WHAT TO DO => Copy each entry below without any change.

----

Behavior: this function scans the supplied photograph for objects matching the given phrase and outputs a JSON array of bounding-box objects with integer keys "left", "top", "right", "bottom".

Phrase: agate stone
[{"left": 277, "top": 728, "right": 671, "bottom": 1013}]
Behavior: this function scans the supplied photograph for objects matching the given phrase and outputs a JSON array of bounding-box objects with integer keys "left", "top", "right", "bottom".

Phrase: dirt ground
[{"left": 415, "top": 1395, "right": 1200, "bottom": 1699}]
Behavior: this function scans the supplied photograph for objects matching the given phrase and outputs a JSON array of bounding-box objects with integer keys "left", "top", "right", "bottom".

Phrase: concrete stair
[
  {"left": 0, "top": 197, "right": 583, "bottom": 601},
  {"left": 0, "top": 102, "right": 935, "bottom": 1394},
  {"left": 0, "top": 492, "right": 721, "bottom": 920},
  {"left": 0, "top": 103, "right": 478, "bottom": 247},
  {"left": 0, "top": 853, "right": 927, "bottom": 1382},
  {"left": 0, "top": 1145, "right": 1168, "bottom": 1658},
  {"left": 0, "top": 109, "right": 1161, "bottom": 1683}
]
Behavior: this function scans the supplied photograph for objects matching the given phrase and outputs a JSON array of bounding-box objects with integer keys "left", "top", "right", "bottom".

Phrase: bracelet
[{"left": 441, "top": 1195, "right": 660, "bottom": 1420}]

----

EXERCISE ANSWER =>
Behavior: this function scans the supplied photograph for objects matching the given phrase and outputs a JSON array of bounding-box objects with integer keys "left", "top", "right", "bottom".

Phrase: agate stone
[{"left": 277, "top": 728, "right": 671, "bottom": 1013}]
Behavior: this function scans the supplied photograph for objects matching the given phrase and outputs a JSON array of bounding-box objects with integer keys "left", "top", "right", "bottom".

Phrase: dirt ground
[{"left": 415, "top": 1395, "right": 1200, "bottom": 1699}]
Behavior: this function scans the supplied photograph for objects matching the given phrase and outputs a JSON array of bounding-box objects with integer keys "left", "top", "right", "bottom".

Phrase: concrete stair
[
  {"left": 0, "top": 197, "right": 583, "bottom": 601},
  {"left": 0, "top": 102, "right": 935, "bottom": 1394},
  {"left": 0, "top": 492, "right": 721, "bottom": 920},
  {"left": 0, "top": 103, "right": 478, "bottom": 247},
  {"left": 0, "top": 853, "right": 927, "bottom": 1382},
  {"left": 0, "top": 1145, "right": 1168, "bottom": 1658},
  {"left": 0, "top": 109, "right": 1161, "bottom": 1683}
]
Behavior: this function scans the supplied photograph for objects matching the given phrase and outputs a JSON array of bounding-box objects with integer keys "left", "top", "right", "bottom".

Phrase: bracelet
[{"left": 441, "top": 1195, "right": 660, "bottom": 1420}]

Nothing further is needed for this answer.